ARTICLE:

━━━━━━

10 April 2013 16:08 [Source: ICIS news]
By Joe Kamalick
WASHINGTON (ICIS)--The results of the latest and most respected assessment of US natural gas resources suggest that the nation and its many industries are poised for an epochal century of dependable and affordable energy and feedstock.
In its latest biennial report, the Potential Gas Committee (PGC) at the Colorado School of Mines said its analysis of ever-expanding US domestic natgas resources “demonstrates an exceptionally strong and optimistic gas supply picture for the nation”.
According to the PGC, the amount of recoverable natural gas in the US has reached yet another record high, with the supply now measured at 2,384trn cubic feet (tcf), enough to meet all domestic US gas needs for 98 years at current consumption rates.
The PGC said that its assessment of the nation’s gas potential “is the highest resource evaluation in the PGC’s 48-year history – exceeding by 486 tcf the previous record-high assessment from year-end 2010”.
The report, formally titled the “Potential Supply of Natural Gas in the United States”, is produced in cooperation with the American Gas Association (AGA), the trade group representing utilities that provide natural gas for industrial, commercial and residential uses and, increasingly, electric power generation.
US petrochemicals producers along with downstream chemical manufacturers are heavily dependent on natural gas as both a feedstock and energy fuel. A broad range of other US manufacturing industries also relies on natural gas.
That 486 tcf expansion in the committee’s assessment of natgas resources since the April 2011 report marks a 25% increase in the amount of available gas.

━━━━━━

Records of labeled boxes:
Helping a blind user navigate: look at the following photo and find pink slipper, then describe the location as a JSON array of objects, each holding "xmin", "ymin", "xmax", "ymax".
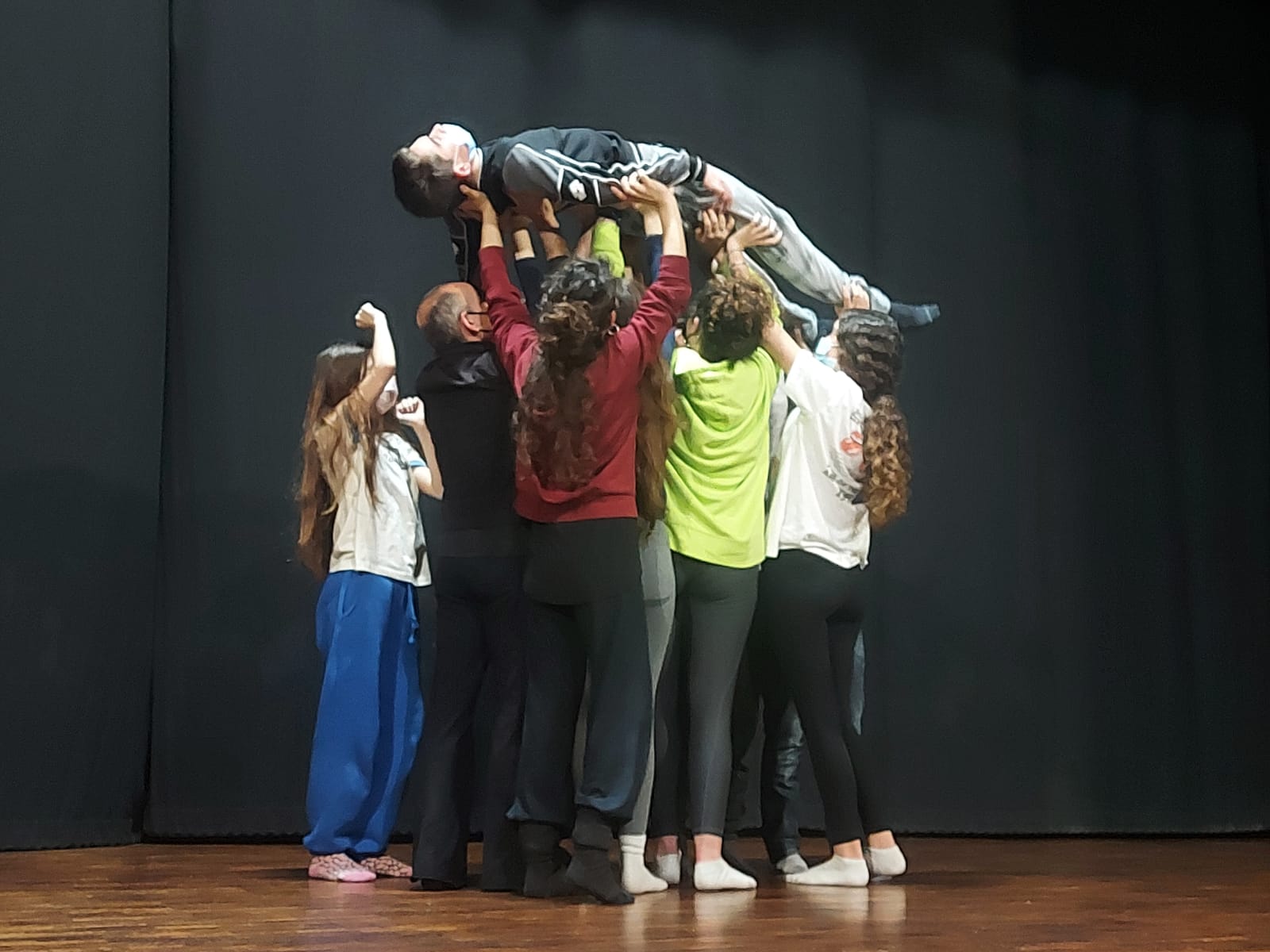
[
  {"xmin": 309, "ymin": 853, "xmax": 375, "ymax": 882},
  {"xmin": 362, "ymin": 853, "xmax": 414, "ymax": 880}
]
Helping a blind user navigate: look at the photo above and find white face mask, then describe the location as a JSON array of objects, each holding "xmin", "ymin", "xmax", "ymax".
[
  {"xmin": 375, "ymin": 376, "xmax": 400, "ymax": 415},
  {"xmin": 815, "ymin": 332, "xmax": 838, "ymax": 370}
]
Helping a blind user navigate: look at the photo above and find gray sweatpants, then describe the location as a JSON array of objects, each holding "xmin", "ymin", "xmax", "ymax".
[
  {"xmin": 573, "ymin": 522, "xmax": 675, "ymax": 835},
  {"xmin": 678, "ymin": 165, "xmax": 891, "ymax": 313}
]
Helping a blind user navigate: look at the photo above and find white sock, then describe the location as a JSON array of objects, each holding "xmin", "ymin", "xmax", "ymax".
[
  {"xmin": 776, "ymin": 853, "xmax": 806, "ymax": 876},
  {"xmin": 652, "ymin": 850, "xmax": 683, "ymax": 886},
  {"xmin": 785, "ymin": 855, "xmax": 868, "ymax": 886},
  {"xmin": 620, "ymin": 833, "xmax": 667, "ymax": 896},
  {"xmin": 692, "ymin": 859, "xmax": 758, "ymax": 892},
  {"xmin": 865, "ymin": 846, "xmax": 908, "ymax": 876}
]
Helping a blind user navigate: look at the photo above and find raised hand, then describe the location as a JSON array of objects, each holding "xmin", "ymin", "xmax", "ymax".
[
  {"xmin": 459, "ymin": 186, "xmax": 498, "ymax": 222},
  {"xmin": 701, "ymin": 165, "xmax": 732, "ymax": 212},
  {"xmin": 728, "ymin": 214, "xmax": 783, "ymax": 251},
  {"xmin": 396, "ymin": 397, "xmax": 425, "ymax": 427},
  {"xmin": 353, "ymin": 301, "xmax": 387, "ymax": 330},
  {"xmin": 838, "ymin": 278, "xmax": 872, "ymax": 311}
]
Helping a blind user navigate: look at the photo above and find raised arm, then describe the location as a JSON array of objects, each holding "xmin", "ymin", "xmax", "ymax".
[
  {"xmin": 764, "ymin": 311, "xmax": 802, "ymax": 373},
  {"xmin": 461, "ymin": 186, "xmax": 538, "ymax": 391},
  {"xmin": 353, "ymin": 301, "xmax": 396, "ymax": 406},
  {"xmin": 396, "ymin": 397, "xmax": 446, "ymax": 499},
  {"xmin": 591, "ymin": 216, "xmax": 626, "ymax": 278},
  {"xmin": 614, "ymin": 174, "xmax": 692, "ymax": 370}
]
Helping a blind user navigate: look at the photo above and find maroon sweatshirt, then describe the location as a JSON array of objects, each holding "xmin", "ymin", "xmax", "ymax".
[{"xmin": 480, "ymin": 248, "xmax": 692, "ymax": 523}]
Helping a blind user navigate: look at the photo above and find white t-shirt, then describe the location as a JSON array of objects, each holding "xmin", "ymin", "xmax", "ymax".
[
  {"xmin": 767, "ymin": 351, "xmax": 872, "ymax": 569},
  {"xmin": 330, "ymin": 433, "xmax": 432, "ymax": 585}
]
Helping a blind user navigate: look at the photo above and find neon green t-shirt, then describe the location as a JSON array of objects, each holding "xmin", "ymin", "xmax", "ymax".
[{"xmin": 665, "ymin": 347, "xmax": 776, "ymax": 569}]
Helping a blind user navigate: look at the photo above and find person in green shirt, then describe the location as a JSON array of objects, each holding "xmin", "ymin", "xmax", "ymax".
[{"xmin": 649, "ymin": 225, "xmax": 777, "ymax": 890}]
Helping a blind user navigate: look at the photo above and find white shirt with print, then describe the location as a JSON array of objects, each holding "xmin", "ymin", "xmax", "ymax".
[
  {"xmin": 767, "ymin": 351, "xmax": 872, "ymax": 569},
  {"xmin": 330, "ymin": 433, "xmax": 432, "ymax": 585}
]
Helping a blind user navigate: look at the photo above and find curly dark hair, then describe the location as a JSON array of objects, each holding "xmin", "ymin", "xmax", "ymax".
[
  {"xmin": 687, "ymin": 277, "xmax": 772, "ymax": 363},
  {"xmin": 837, "ymin": 309, "xmax": 912, "ymax": 528},
  {"xmin": 614, "ymin": 278, "xmax": 679, "ymax": 529},
  {"xmin": 516, "ymin": 258, "xmax": 618, "ymax": 489}
]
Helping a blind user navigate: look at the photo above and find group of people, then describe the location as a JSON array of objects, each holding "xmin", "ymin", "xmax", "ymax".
[{"xmin": 298, "ymin": 125, "xmax": 938, "ymax": 904}]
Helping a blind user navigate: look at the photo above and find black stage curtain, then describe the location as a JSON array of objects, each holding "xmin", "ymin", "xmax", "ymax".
[
  {"xmin": 0, "ymin": 0, "xmax": 167, "ymax": 848},
  {"xmin": 0, "ymin": 0, "xmax": 1270, "ymax": 844}
]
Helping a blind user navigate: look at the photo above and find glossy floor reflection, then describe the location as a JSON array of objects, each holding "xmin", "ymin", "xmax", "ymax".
[{"xmin": 0, "ymin": 838, "xmax": 1270, "ymax": 952}]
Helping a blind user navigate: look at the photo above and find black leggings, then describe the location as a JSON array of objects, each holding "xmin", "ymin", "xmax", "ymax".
[
  {"xmin": 756, "ymin": 550, "xmax": 891, "ymax": 846},
  {"xmin": 648, "ymin": 552, "xmax": 758, "ymax": 836}
]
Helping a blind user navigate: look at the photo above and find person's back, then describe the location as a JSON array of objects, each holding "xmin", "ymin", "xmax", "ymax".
[
  {"xmin": 415, "ymin": 340, "xmax": 518, "ymax": 556},
  {"xmin": 665, "ymin": 279, "xmax": 776, "ymax": 569}
]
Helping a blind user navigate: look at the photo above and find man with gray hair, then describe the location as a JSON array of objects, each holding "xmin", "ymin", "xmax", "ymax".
[
  {"xmin": 414, "ymin": 282, "xmax": 529, "ymax": 891},
  {"xmin": 392, "ymin": 123, "xmax": 940, "ymax": 328}
]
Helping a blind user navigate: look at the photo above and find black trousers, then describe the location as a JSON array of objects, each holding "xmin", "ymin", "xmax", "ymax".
[
  {"xmin": 756, "ymin": 550, "xmax": 889, "ymax": 844},
  {"xmin": 510, "ymin": 519, "xmax": 652, "ymax": 833},
  {"xmin": 414, "ymin": 556, "xmax": 529, "ymax": 890},
  {"xmin": 648, "ymin": 552, "xmax": 758, "ymax": 836},
  {"xmin": 725, "ymin": 626, "xmax": 802, "ymax": 863}
]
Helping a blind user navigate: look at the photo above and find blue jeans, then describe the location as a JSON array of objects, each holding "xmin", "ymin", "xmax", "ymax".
[{"xmin": 305, "ymin": 571, "xmax": 423, "ymax": 859}]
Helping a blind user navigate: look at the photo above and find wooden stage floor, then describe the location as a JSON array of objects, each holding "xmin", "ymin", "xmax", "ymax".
[{"xmin": 0, "ymin": 838, "xmax": 1270, "ymax": 952}]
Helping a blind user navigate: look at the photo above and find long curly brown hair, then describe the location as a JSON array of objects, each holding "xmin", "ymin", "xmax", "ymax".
[
  {"xmin": 296, "ymin": 344, "xmax": 389, "ymax": 579},
  {"xmin": 618, "ymin": 278, "xmax": 679, "ymax": 529},
  {"xmin": 687, "ymin": 275, "xmax": 772, "ymax": 363},
  {"xmin": 516, "ymin": 258, "xmax": 618, "ymax": 490},
  {"xmin": 837, "ymin": 309, "xmax": 912, "ymax": 528}
]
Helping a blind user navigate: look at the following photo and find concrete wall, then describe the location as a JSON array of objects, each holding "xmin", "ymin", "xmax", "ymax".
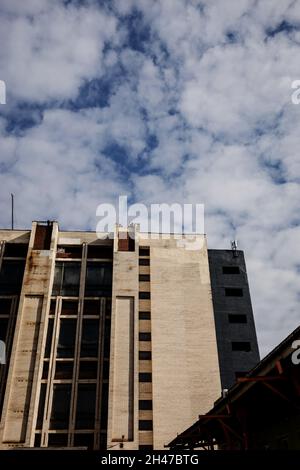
[{"xmin": 208, "ymin": 250, "xmax": 259, "ymax": 388}]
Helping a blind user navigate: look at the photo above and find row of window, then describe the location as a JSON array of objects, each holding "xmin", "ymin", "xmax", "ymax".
[{"xmin": 52, "ymin": 261, "xmax": 112, "ymax": 297}]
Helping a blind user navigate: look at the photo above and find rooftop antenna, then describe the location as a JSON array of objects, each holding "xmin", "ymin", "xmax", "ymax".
[
  {"xmin": 11, "ymin": 193, "xmax": 14, "ymax": 230},
  {"xmin": 230, "ymin": 240, "xmax": 239, "ymax": 258}
]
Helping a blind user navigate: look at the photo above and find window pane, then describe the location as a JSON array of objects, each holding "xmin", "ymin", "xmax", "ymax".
[
  {"xmin": 0, "ymin": 299, "xmax": 11, "ymax": 315},
  {"xmin": 36, "ymin": 384, "xmax": 47, "ymax": 429},
  {"xmin": 52, "ymin": 263, "xmax": 63, "ymax": 295},
  {"xmin": 0, "ymin": 318, "xmax": 8, "ymax": 342},
  {"xmin": 83, "ymin": 300, "xmax": 100, "ymax": 316},
  {"xmin": 61, "ymin": 300, "xmax": 78, "ymax": 315},
  {"xmin": 48, "ymin": 434, "xmax": 68, "ymax": 447},
  {"xmin": 50, "ymin": 384, "xmax": 71, "ymax": 429},
  {"xmin": 80, "ymin": 319, "xmax": 99, "ymax": 357},
  {"xmin": 61, "ymin": 263, "xmax": 80, "ymax": 296},
  {"xmin": 79, "ymin": 361, "xmax": 98, "ymax": 379},
  {"xmin": 76, "ymin": 384, "xmax": 96, "ymax": 429},
  {"xmin": 57, "ymin": 318, "xmax": 76, "ymax": 357},
  {"xmin": 45, "ymin": 318, "xmax": 54, "ymax": 358},
  {"xmin": 54, "ymin": 361, "xmax": 74, "ymax": 379},
  {"xmin": 85, "ymin": 263, "xmax": 112, "ymax": 296},
  {"xmin": 74, "ymin": 433, "xmax": 94, "ymax": 450},
  {"xmin": 0, "ymin": 260, "xmax": 25, "ymax": 295}
]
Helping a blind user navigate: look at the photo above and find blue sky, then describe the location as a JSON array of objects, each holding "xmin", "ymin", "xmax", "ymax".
[{"xmin": 0, "ymin": 0, "xmax": 300, "ymax": 355}]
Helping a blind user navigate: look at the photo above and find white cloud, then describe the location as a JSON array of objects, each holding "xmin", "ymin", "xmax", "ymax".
[{"xmin": 0, "ymin": 0, "xmax": 300, "ymax": 354}]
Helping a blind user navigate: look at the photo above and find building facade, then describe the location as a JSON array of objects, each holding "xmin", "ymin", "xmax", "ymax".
[{"xmin": 0, "ymin": 222, "xmax": 259, "ymax": 450}]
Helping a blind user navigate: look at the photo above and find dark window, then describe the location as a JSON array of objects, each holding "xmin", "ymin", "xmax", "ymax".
[
  {"xmin": 53, "ymin": 262, "xmax": 80, "ymax": 296},
  {"xmin": 54, "ymin": 361, "xmax": 74, "ymax": 379},
  {"xmin": 139, "ymin": 333, "xmax": 151, "ymax": 341},
  {"xmin": 83, "ymin": 300, "xmax": 100, "ymax": 315},
  {"xmin": 223, "ymin": 266, "xmax": 240, "ymax": 274},
  {"xmin": 57, "ymin": 318, "xmax": 76, "ymax": 357},
  {"xmin": 36, "ymin": 383, "xmax": 47, "ymax": 429},
  {"xmin": 0, "ymin": 299, "xmax": 11, "ymax": 316},
  {"xmin": 228, "ymin": 313, "xmax": 247, "ymax": 323},
  {"xmin": 85, "ymin": 262, "xmax": 112, "ymax": 297},
  {"xmin": 76, "ymin": 384, "xmax": 96, "ymax": 429},
  {"xmin": 42, "ymin": 361, "xmax": 49, "ymax": 379},
  {"xmin": 139, "ymin": 419, "xmax": 153, "ymax": 431},
  {"xmin": 48, "ymin": 433, "xmax": 68, "ymax": 447},
  {"xmin": 61, "ymin": 300, "xmax": 78, "ymax": 315},
  {"xmin": 87, "ymin": 245, "xmax": 113, "ymax": 259},
  {"xmin": 139, "ymin": 351, "xmax": 151, "ymax": 361},
  {"xmin": 225, "ymin": 287, "xmax": 243, "ymax": 297},
  {"xmin": 139, "ymin": 400, "xmax": 152, "ymax": 410},
  {"xmin": 139, "ymin": 258, "xmax": 150, "ymax": 266},
  {"xmin": 56, "ymin": 245, "xmax": 82, "ymax": 259},
  {"xmin": 103, "ymin": 361, "xmax": 109, "ymax": 380},
  {"xmin": 101, "ymin": 383, "xmax": 108, "ymax": 429},
  {"xmin": 104, "ymin": 319, "xmax": 110, "ymax": 358},
  {"xmin": 139, "ymin": 246, "xmax": 150, "ymax": 256},
  {"xmin": 139, "ymin": 372, "xmax": 152, "ymax": 382},
  {"xmin": 231, "ymin": 341, "xmax": 251, "ymax": 352},
  {"xmin": 235, "ymin": 371, "xmax": 247, "ymax": 379},
  {"xmin": 50, "ymin": 384, "xmax": 71, "ymax": 429},
  {"xmin": 45, "ymin": 318, "xmax": 54, "ymax": 357},
  {"xmin": 80, "ymin": 319, "xmax": 99, "ymax": 357},
  {"xmin": 33, "ymin": 222, "xmax": 52, "ymax": 250},
  {"xmin": 118, "ymin": 232, "xmax": 135, "ymax": 251},
  {"xmin": 79, "ymin": 361, "xmax": 98, "ymax": 379},
  {"xmin": 139, "ymin": 312, "xmax": 150, "ymax": 320},
  {"xmin": 0, "ymin": 318, "xmax": 8, "ymax": 342},
  {"xmin": 4, "ymin": 243, "xmax": 28, "ymax": 258},
  {"xmin": 139, "ymin": 292, "xmax": 150, "ymax": 299},
  {"xmin": 0, "ymin": 260, "xmax": 25, "ymax": 295},
  {"xmin": 34, "ymin": 434, "xmax": 42, "ymax": 447},
  {"xmin": 74, "ymin": 433, "xmax": 94, "ymax": 450}
]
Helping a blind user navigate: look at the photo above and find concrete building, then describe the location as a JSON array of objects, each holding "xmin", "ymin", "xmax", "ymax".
[{"xmin": 0, "ymin": 222, "xmax": 259, "ymax": 450}]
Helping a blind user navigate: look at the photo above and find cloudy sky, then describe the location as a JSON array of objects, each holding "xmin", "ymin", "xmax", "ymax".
[{"xmin": 0, "ymin": 0, "xmax": 300, "ymax": 355}]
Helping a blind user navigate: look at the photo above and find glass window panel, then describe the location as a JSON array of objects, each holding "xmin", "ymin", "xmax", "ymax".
[
  {"xmin": 54, "ymin": 361, "xmax": 74, "ymax": 379},
  {"xmin": 61, "ymin": 300, "xmax": 78, "ymax": 315},
  {"xmin": 80, "ymin": 319, "xmax": 99, "ymax": 357},
  {"xmin": 0, "ymin": 318, "xmax": 8, "ymax": 342},
  {"xmin": 79, "ymin": 361, "xmax": 98, "ymax": 379},
  {"xmin": 76, "ymin": 384, "xmax": 96, "ymax": 429},
  {"xmin": 50, "ymin": 384, "xmax": 71, "ymax": 429},
  {"xmin": 83, "ymin": 300, "xmax": 100, "ymax": 316},
  {"xmin": 36, "ymin": 383, "xmax": 47, "ymax": 429},
  {"xmin": 61, "ymin": 263, "xmax": 80, "ymax": 296},
  {"xmin": 0, "ymin": 299, "xmax": 11, "ymax": 315},
  {"xmin": 48, "ymin": 433, "xmax": 68, "ymax": 447},
  {"xmin": 85, "ymin": 263, "xmax": 112, "ymax": 296},
  {"xmin": 57, "ymin": 318, "xmax": 76, "ymax": 357},
  {"xmin": 0, "ymin": 260, "xmax": 25, "ymax": 295},
  {"xmin": 74, "ymin": 433, "xmax": 94, "ymax": 450},
  {"xmin": 45, "ymin": 318, "xmax": 54, "ymax": 358}
]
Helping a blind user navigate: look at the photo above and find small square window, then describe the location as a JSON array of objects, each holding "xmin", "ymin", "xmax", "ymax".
[
  {"xmin": 223, "ymin": 266, "xmax": 240, "ymax": 274},
  {"xmin": 139, "ymin": 312, "xmax": 151, "ymax": 320},
  {"xmin": 139, "ymin": 372, "xmax": 152, "ymax": 382},
  {"xmin": 225, "ymin": 287, "xmax": 243, "ymax": 297},
  {"xmin": 228, "ymin": 313, "xmax": 247, "ymax": 323},
  {"xmin": 139, "ymin": 419, "xmax": 153, "ymax": 431},
  {"xmin": 231, "ymin": 341, "xmax": 251, "ymax": 352},
  {"xmin": 139, "ymin": 292, "xmax": 151, "ymax": 300},
  {"xmin": 139, "ymin": 246, "xmax": 150, "ymax": 256},
  {"xmin": 139, "ymin": 333, "xmax": 151, "ymax": 341},
  {"xmin": 139, "ymin": 351, "xmax": 151, "ymax": 361}
]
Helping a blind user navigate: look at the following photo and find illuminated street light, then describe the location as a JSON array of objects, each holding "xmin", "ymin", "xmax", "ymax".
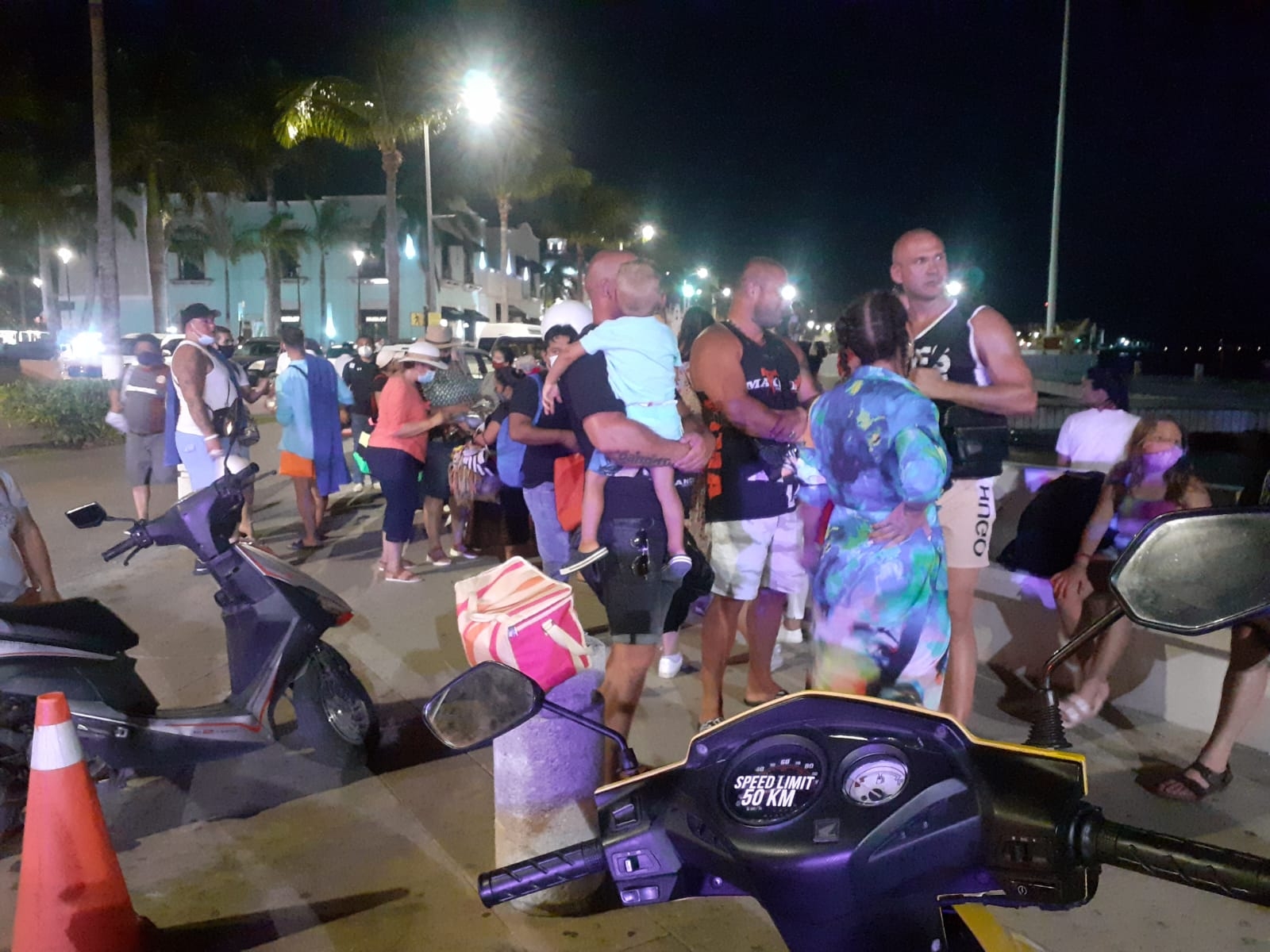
[{"xmin": 462, "ymin": 70, "xmax": 503, "ymax": 125}]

━━━━━━

DIRECTIONS:
(a) In one to three sentences, explain why the article on US natural gas resources treats the recoverable supply of 2,384 tcf as significant for the nation.
(b) According to the article on US natural gas resources, at which institution is the Potential Gas Committee based?
(c) Retype the part of the article on US natural gas resources between "US petrochemicals producers" and "on natural gas.", inclusive.
Work only from the article on US natural gas resources.

PROBLEM SOLUTIONS:
(a) The supply is enough to meet all domestic US gas needs for 98 years at current consumption rates. It is also the highest evaluation in the PGC's 48-year history, exceeding the previous record from year-end 2010 by 486 tcf.

(b) The Colorado School of Mines.

(c)
US petrochemicals producers along with downstream chemical manufacturers are heavily dependent on natural gas as both a feedstock and energy fuel. A broad range of other US manufacturing industries also relies on natural gas.